■ CHALLENGE: Leave the pictures aside and write out exactly every line from the one containing "For every instance of the grass" through the last line.

■ INFORMATION PROVIDED:
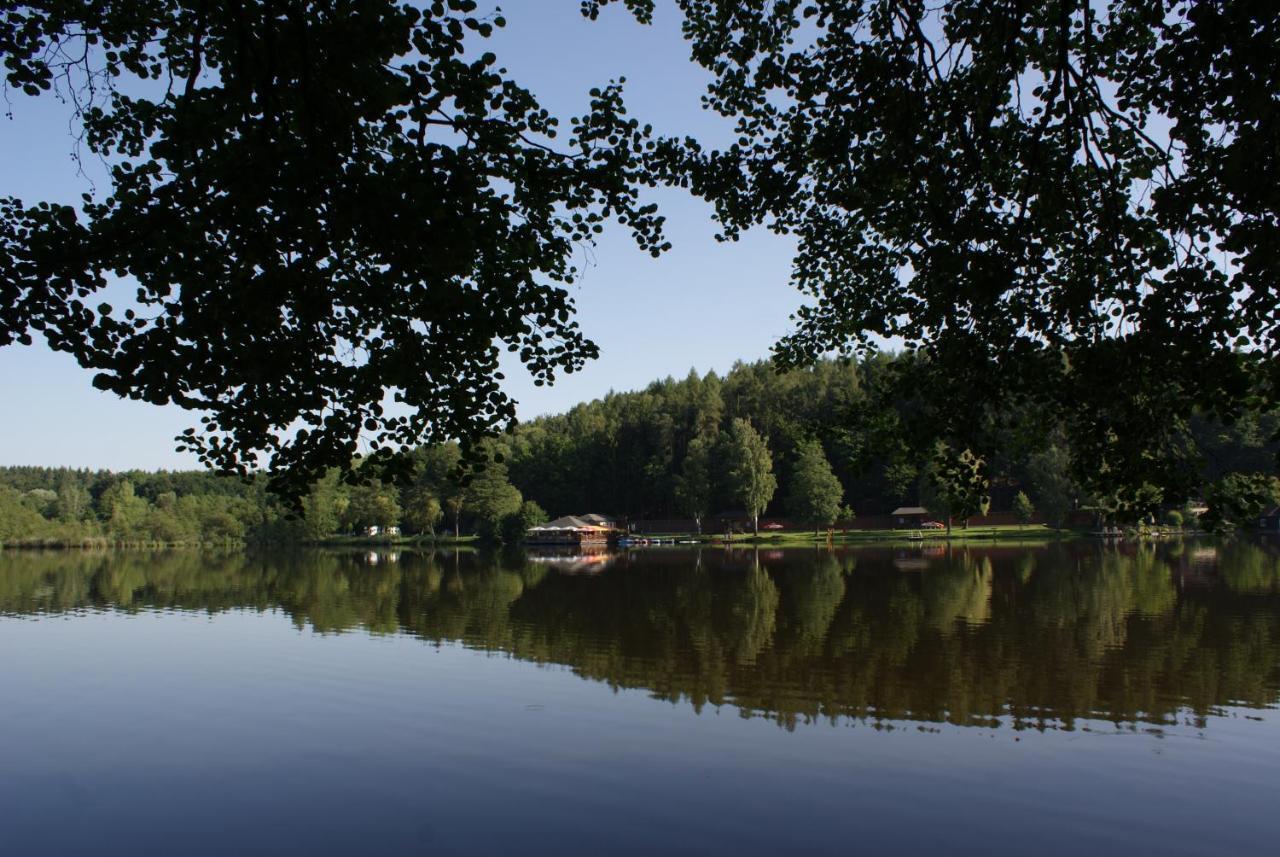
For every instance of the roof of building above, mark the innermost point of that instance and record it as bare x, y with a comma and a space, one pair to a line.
570, 522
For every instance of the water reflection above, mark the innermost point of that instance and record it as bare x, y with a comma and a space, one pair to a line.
1042, 638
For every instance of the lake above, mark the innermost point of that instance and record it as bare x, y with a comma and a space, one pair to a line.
1063, 700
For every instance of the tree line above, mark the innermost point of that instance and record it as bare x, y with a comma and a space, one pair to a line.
812, 444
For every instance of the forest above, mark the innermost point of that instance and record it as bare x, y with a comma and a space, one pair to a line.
808, 444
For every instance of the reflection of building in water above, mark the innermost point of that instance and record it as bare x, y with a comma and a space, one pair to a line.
584, 559
910, 560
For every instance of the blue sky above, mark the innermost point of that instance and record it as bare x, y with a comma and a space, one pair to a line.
702, 306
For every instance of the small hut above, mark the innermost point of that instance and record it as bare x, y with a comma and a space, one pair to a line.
570, 530
909, 516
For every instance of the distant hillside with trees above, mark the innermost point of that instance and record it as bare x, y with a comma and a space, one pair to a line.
809, 444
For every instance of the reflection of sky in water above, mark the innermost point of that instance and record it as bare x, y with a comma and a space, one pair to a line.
225, 715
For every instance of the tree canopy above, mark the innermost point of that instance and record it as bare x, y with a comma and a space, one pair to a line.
324, 206
1056, 201
316, 206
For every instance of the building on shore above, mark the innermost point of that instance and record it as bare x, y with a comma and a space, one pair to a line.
906, 517
574, 530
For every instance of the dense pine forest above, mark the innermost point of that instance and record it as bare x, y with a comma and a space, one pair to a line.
826, 439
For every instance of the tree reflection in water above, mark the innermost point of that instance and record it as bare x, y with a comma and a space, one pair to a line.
1042, 637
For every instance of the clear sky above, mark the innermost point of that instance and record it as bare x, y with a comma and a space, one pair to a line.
702, 306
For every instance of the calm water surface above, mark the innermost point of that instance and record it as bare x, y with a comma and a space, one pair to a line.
1054, 701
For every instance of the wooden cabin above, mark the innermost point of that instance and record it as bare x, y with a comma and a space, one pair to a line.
572, 530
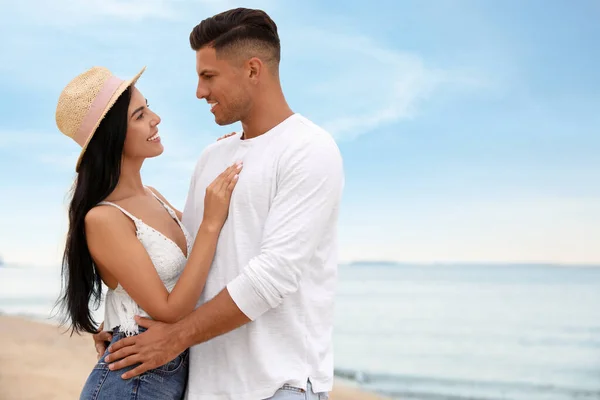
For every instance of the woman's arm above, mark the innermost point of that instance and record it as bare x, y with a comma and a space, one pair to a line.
160, 196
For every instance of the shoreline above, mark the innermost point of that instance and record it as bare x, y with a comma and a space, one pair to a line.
40, 361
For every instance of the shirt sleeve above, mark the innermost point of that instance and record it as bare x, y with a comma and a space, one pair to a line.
309, 187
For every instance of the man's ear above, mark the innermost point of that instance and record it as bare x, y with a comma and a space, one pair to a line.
255, 68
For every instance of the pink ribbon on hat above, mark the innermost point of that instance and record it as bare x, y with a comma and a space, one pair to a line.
96, 109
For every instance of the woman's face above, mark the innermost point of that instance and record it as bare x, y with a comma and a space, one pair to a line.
142, 140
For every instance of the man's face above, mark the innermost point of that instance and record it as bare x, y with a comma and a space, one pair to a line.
224, 85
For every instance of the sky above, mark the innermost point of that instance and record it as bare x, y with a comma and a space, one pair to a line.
470, 130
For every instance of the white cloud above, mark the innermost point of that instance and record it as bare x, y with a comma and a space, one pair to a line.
365, 84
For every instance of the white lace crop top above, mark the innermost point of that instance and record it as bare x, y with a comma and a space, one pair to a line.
168, 259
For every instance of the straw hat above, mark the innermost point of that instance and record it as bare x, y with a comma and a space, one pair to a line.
85, 101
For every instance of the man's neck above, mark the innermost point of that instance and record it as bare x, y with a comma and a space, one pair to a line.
265, 116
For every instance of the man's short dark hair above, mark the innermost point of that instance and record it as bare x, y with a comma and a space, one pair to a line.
240, 31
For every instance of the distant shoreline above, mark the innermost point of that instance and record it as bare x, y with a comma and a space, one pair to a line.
39, 351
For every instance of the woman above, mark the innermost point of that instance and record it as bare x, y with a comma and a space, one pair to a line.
126, 235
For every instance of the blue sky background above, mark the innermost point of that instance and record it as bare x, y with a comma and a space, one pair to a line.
470, 130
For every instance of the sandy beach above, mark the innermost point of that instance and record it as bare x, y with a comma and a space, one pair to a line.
39, 361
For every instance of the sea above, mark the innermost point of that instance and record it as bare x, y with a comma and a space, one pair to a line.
436, 332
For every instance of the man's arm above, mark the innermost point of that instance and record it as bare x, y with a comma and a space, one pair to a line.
308, 194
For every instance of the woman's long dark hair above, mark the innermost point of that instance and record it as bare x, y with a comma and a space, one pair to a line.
98, 176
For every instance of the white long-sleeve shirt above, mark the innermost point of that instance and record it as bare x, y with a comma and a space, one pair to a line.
277, 256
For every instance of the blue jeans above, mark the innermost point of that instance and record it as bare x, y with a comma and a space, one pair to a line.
167, 382
288, 392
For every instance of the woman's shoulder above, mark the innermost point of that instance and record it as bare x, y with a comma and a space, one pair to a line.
164, 200
106, 216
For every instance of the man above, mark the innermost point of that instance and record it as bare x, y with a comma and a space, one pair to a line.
264, 325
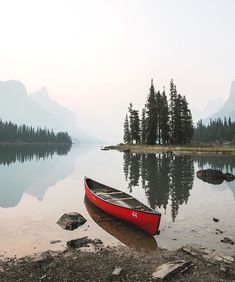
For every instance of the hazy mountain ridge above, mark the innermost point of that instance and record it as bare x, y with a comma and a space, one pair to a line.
228, 108
211, 107
37, 109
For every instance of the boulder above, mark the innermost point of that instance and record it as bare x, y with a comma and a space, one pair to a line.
71, 221
78, 243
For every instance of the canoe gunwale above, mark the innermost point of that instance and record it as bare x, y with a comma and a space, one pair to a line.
153, 212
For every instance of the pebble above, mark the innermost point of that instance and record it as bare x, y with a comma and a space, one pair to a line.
215, 219
117, 271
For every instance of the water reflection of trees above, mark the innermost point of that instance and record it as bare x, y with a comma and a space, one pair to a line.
163, 176
225, 162
12, 153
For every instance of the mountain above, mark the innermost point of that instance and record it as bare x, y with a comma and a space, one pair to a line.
228, 109
37, 109
211, 107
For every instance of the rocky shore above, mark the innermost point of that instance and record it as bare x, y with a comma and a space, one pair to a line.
190, 263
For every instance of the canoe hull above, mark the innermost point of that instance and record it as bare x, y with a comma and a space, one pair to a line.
149, 222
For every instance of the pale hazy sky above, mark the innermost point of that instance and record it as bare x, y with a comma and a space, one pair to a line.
95, 56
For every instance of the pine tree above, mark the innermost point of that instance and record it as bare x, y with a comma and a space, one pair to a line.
143, 126
187, 123
164, 119
151, 116
126, 137
135, 126
172, 110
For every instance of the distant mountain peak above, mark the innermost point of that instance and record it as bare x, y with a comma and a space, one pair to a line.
227, 109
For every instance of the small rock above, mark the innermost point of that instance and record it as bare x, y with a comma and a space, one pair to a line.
219, 230
44, 260
43, 278
98, 242
78, 243
71, 221
170, 269
117, 271
215, 219
225, 269
55, 241
227, 240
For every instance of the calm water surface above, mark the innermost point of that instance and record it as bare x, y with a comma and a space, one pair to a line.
38, 185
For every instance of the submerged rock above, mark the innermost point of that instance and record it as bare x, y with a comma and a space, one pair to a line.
214, 176
227, 240
78, 243
71, 221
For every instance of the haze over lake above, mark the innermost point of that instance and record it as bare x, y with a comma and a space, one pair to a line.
35, 192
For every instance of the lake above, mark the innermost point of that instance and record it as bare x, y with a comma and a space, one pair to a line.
39, 184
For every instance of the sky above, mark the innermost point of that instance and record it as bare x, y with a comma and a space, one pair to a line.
97, 56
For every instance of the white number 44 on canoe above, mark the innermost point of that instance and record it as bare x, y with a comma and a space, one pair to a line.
134, 214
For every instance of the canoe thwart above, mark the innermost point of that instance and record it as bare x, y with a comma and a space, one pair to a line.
122, 199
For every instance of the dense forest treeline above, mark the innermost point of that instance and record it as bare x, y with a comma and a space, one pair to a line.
23, 153
162, 121
217, 131
12, 133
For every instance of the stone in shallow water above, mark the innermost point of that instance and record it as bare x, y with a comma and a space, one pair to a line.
170, 269
78, 243
71, 221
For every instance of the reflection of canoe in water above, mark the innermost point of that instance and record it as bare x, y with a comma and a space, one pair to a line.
129, 235
122, 206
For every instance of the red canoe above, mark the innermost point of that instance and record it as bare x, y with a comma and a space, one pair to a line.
122, 206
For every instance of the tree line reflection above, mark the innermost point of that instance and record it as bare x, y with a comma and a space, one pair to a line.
22, 153
226, 163
163, 176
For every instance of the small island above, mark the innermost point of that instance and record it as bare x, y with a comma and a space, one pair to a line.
166, 125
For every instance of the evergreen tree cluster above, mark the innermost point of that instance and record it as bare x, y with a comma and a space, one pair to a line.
162, 121
12, 133
217, 131
166, 178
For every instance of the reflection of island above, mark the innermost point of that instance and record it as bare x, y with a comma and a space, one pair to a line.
25, 171
163, 176
225, 163
127, 234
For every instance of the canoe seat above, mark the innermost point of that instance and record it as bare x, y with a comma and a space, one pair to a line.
108, 193
122, 199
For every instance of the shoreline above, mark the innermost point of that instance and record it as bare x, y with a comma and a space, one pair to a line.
100, 264
187, 149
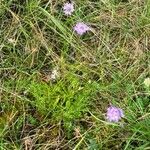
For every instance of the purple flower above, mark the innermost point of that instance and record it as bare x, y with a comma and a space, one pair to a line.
114, 114
68, 8
81, 28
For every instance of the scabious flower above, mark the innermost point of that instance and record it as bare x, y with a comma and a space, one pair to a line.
81, 28
114, 114
54, 74
147, 82
68, 8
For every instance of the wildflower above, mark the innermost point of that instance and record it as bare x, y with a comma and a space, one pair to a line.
81, 28
68, 8
114, 114
147, 82
55, 74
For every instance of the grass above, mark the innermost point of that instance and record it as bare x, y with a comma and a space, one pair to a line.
105, 66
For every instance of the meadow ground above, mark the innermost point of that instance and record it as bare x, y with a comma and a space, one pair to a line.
56, 85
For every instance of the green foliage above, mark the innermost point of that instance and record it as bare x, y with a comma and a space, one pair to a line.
65, 100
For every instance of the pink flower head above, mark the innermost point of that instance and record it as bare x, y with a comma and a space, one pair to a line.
81, 28
114, 114
68, 8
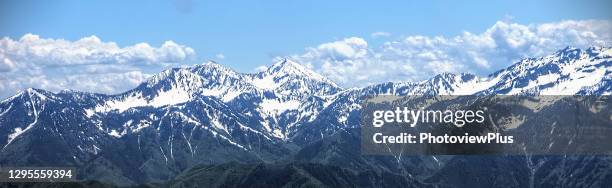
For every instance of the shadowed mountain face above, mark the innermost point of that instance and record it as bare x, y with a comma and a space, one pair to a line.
286, 126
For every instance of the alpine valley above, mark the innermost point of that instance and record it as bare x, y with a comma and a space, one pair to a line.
286, 126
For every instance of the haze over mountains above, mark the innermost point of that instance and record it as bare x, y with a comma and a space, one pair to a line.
208, 114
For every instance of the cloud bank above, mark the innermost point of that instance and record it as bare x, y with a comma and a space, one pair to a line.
87, 64
352, 62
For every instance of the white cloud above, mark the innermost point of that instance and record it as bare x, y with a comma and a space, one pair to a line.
380, 34
351, 62
87, 64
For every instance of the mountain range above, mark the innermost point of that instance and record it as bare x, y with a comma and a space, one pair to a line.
185, 125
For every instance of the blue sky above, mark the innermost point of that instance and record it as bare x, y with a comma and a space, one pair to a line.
250, 33
110, 46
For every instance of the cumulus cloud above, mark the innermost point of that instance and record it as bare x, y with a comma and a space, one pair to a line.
351, 62
87, 64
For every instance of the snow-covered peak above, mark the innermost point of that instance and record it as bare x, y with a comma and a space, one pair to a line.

■ RESPONSE:
For every instance of the grass above, mark the innermost point of that instance and record it as bare x, y with a comma and a space, one pair to a line.
105, 66
For every instance of the meadow ground above, mark the innermost point of that instance and record it as bare x, y with a comma and a space, one pair to a line.
56, 85
For every instance of the green foliage above, mark the innermost point of that instance and record it as bare x, y with a comma and a space, one pair to a line.
65, 100
For every instance of the pink flower head above, mark the innermost point of that instance and record it as bare x, y with a comma and a space, one pair to a line.
81, 28
114, 114
68, 8
For every instance of the shadowed mountain face above, mark the innermost point of that instance and record it as bare x, y with a comma and a space, one pair to a line.
286, 126
For every instance of the alpine valley above, mark the innermost point of that instance and record it as bare x, y with a comma and a space, one pair to a line.
286, 126
For every instance of the haze over mountains above, mark the innermost point of that instance and record it as bare x, y with a comma and a space, one pair to a line.
208, 114
For every instance of the cloud bank above, mark the innermost point of that instance and record it as bare x, y with a comma and a space, one pair to a line.
87, 64
352, 62
For every instance of the white cloud above, mark the innermost point of that instance and record it as bare x, y with a comma and a space, one pair to a line.
380, 34
351, 62
87, 64
For every instance of the mountain range above, mark the innermost point of that instance and record it as bare x, y with a comma and a space, one pair to a line.
185, 125
For every instance of the blue sky above, mark the innermost point of that instance and record it as bare x, y with a comma and a space, one pair to a line.
250, 33
110, 46
For every instance of the cumulus cloud above, mark the innermost point of that instance and record it as bare x, y with a comma and a space, one pair to a line.
351, 62
87, 64
For every instance of the snow-covered peak above, mark the innermost point of that instance and record it as bare x, y with a comma and a space, one pair to a line.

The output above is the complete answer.